## TASK INSTRUCTIONS
Produce exactly the lines starting at the one containing "Target: hotel entrance" and ending at the last line of the material, with nothing added.

'''

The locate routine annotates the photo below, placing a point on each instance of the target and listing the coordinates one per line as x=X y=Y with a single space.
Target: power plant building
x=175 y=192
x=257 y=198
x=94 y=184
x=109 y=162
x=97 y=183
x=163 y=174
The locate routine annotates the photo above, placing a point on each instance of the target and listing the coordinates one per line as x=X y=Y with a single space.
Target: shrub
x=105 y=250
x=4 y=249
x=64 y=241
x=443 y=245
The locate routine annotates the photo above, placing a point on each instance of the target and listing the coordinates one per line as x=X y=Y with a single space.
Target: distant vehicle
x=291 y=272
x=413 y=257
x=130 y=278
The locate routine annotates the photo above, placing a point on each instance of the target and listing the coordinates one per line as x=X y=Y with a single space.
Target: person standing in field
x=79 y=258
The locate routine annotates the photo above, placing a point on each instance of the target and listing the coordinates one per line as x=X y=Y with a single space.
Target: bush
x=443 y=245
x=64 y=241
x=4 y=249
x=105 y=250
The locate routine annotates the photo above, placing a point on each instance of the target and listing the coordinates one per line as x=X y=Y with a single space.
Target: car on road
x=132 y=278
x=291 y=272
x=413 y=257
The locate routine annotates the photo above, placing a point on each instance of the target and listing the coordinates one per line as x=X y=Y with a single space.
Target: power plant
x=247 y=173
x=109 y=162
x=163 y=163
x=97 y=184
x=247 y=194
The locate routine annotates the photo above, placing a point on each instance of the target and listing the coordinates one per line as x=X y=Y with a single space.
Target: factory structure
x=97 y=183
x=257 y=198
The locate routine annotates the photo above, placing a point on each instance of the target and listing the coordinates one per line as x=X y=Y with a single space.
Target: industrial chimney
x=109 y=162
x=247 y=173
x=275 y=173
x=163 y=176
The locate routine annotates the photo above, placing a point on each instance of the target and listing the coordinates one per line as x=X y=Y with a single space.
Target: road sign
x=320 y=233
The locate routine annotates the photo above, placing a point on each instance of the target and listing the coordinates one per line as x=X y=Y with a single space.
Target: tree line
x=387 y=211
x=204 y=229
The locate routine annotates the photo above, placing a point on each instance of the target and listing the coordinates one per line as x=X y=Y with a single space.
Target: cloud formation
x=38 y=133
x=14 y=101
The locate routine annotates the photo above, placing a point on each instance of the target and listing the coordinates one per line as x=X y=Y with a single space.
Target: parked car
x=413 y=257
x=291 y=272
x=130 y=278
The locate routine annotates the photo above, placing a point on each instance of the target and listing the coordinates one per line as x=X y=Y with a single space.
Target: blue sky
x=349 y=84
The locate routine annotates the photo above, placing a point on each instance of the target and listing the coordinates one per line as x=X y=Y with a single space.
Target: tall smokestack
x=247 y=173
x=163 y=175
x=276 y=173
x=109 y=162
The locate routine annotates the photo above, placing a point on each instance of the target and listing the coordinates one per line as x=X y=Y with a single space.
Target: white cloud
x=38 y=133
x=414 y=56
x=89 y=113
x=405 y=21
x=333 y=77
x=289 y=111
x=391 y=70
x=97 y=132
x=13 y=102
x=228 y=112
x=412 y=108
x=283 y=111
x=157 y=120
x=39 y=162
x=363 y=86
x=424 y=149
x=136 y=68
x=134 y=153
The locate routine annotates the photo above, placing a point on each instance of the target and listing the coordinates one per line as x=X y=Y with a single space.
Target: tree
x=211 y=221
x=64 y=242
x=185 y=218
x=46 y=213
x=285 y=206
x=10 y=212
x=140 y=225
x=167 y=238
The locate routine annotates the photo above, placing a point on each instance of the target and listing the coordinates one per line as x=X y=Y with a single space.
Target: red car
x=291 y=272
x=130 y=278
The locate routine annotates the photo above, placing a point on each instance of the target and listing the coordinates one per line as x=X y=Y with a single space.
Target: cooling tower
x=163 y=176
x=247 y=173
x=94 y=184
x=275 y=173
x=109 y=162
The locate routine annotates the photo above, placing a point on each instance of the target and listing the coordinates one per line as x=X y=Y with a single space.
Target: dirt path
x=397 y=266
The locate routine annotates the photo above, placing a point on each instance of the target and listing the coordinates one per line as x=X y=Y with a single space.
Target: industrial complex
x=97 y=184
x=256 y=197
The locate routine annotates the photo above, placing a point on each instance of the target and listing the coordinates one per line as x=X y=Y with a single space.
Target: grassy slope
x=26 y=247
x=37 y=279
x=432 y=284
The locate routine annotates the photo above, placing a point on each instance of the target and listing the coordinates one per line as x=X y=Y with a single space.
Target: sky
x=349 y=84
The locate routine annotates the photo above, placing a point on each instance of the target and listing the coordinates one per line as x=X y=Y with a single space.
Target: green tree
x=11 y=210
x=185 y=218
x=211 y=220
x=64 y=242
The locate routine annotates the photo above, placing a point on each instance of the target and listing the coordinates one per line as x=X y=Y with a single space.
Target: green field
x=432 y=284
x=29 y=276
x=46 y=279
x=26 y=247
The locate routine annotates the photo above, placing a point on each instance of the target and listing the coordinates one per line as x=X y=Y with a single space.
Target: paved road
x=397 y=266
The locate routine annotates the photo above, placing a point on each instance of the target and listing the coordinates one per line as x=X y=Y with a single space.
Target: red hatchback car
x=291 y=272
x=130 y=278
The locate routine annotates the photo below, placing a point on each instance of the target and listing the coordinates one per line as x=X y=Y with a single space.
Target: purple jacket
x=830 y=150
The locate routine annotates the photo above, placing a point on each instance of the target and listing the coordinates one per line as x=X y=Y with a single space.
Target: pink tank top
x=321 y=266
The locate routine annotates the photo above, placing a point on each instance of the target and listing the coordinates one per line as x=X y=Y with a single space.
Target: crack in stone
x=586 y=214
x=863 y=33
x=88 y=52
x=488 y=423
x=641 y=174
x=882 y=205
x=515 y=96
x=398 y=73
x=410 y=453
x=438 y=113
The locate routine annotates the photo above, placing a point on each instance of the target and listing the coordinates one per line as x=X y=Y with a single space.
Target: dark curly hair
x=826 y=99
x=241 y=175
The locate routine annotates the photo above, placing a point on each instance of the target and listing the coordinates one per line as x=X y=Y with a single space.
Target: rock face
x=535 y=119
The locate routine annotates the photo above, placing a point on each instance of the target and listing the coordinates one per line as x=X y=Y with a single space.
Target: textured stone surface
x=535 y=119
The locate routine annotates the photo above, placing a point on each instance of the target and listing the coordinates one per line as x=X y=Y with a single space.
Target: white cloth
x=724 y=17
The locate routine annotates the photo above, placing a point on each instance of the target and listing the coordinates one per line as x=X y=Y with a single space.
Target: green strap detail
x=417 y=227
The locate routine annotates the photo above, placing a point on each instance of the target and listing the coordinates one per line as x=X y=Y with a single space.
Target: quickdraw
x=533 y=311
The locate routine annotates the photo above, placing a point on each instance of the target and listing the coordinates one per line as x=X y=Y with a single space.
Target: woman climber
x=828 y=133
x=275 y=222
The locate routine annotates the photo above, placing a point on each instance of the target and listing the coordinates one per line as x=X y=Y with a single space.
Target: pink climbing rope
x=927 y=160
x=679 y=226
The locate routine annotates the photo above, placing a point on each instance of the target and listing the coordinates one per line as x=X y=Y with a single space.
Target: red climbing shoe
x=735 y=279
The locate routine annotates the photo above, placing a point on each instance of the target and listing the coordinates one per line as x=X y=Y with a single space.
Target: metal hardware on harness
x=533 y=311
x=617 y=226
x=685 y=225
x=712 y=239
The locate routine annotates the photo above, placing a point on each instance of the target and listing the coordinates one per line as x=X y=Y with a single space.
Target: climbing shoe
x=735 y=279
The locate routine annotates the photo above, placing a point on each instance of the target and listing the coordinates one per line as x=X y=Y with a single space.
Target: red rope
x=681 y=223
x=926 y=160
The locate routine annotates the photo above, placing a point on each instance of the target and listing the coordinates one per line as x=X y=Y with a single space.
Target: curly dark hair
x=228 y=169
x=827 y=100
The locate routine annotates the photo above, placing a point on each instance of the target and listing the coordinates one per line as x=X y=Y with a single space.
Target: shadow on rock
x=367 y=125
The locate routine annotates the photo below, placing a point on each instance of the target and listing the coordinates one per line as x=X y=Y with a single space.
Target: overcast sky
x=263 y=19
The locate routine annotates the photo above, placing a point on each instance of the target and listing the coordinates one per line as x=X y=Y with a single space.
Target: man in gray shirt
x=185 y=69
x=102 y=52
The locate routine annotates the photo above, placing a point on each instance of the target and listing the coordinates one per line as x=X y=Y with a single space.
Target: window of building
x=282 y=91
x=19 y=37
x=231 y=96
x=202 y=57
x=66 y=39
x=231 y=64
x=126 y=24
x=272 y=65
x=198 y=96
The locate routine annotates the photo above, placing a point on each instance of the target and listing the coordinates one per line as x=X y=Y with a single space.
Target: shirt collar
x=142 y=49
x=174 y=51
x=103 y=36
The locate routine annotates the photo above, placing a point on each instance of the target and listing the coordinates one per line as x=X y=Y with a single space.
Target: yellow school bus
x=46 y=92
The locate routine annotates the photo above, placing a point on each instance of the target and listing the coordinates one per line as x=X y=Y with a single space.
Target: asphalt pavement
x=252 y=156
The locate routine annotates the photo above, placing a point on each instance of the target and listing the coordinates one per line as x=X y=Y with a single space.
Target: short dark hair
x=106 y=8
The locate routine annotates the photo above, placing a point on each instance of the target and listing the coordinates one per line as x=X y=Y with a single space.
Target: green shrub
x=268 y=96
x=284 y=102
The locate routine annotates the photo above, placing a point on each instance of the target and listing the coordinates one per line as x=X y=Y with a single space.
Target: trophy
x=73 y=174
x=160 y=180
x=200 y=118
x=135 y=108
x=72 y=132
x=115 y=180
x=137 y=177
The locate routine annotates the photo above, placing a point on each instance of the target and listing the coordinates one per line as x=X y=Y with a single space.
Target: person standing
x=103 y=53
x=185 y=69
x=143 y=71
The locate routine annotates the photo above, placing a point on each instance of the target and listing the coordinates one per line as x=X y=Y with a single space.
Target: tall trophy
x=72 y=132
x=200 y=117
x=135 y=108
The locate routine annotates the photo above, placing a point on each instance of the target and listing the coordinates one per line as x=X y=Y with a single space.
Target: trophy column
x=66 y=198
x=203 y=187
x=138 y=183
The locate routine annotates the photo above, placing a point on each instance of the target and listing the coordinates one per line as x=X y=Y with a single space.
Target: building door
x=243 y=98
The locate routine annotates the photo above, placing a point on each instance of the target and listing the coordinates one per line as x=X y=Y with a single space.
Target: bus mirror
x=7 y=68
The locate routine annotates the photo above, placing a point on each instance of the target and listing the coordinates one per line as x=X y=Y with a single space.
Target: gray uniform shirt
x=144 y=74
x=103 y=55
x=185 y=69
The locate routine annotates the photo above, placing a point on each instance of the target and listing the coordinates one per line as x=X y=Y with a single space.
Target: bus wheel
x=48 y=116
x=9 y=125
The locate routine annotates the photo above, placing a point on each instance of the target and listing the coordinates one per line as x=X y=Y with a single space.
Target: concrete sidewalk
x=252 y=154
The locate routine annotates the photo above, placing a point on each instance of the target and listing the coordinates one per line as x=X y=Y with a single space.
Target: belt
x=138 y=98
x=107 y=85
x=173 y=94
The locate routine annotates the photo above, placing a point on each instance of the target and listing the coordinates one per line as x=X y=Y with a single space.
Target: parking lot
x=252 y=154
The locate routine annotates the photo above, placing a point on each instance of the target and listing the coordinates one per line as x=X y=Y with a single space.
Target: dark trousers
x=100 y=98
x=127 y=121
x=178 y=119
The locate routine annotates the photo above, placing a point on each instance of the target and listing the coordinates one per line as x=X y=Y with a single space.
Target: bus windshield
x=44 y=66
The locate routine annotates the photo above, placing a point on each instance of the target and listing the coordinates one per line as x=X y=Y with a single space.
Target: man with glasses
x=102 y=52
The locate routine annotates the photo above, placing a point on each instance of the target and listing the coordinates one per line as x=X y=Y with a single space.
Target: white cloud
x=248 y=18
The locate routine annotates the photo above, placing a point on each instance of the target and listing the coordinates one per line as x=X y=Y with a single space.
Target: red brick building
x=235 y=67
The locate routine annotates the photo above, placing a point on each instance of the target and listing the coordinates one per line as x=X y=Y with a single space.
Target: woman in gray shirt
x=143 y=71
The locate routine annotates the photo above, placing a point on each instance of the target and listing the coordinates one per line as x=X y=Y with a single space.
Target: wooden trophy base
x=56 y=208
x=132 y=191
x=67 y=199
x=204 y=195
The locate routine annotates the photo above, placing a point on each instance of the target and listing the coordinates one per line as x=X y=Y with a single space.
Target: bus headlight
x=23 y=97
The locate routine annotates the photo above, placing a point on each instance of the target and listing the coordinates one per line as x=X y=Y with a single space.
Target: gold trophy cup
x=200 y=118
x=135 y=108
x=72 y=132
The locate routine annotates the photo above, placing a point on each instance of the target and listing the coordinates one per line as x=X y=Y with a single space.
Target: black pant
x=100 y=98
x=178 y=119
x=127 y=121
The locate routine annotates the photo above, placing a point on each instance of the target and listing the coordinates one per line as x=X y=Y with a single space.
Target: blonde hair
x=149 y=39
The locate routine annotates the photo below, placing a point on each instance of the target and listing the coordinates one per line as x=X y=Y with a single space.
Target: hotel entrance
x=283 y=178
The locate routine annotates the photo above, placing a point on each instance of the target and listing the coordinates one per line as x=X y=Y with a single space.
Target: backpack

'''

## RESPONSE
Target: hotel entrance
x=283 y=178
The locate routine annotates the photo above, placing a point on each instance of the target and listing the coordinates one per line as x=X y=Y with a single space.
Target: backpack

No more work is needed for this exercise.